Job: Reproduce the following lines word for word, omitting any pictures from your answer.

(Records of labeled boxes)
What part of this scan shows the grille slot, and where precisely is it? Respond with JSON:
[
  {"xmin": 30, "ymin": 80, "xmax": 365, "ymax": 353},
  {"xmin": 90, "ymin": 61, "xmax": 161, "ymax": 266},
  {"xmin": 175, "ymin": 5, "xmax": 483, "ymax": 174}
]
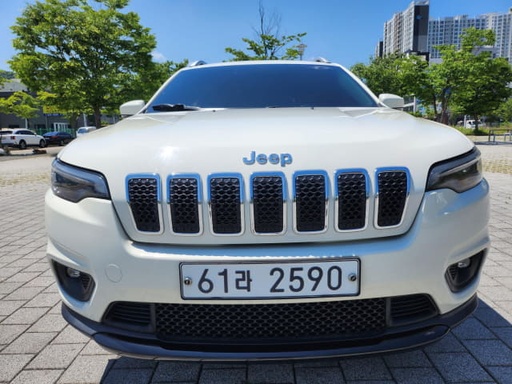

Exercise response:
What part of this scan shows the grille slot, and where precisely is it? Respond with JSON:
[
  {"xmin": 30, "ymin": 80, "xmax": 365, "ymax": 353},
  {"xmin": 90, "ymin": 61, "xmax": 161, "ymax": 266},
  {"xmin": 175, "ymin": 5, "xmax": 483, "ymax": 174}
]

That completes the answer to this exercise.